Coordinate labeling data:
- - - -

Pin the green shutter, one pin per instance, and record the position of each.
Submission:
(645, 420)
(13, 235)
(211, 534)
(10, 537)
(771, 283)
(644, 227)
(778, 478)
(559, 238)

- - - -

■ **Written exercise**
Print all of the rows above unchanged, keeping every line in its original order.

■ **Output of the task**
Pin the green shutter, one pin per instance, and record the position of each.
Submission:
(645, 420)
(13, 235)
(211, 534)
(10, 537)
(771, 283)
(644, 227)
(778, 478)
(559, 238)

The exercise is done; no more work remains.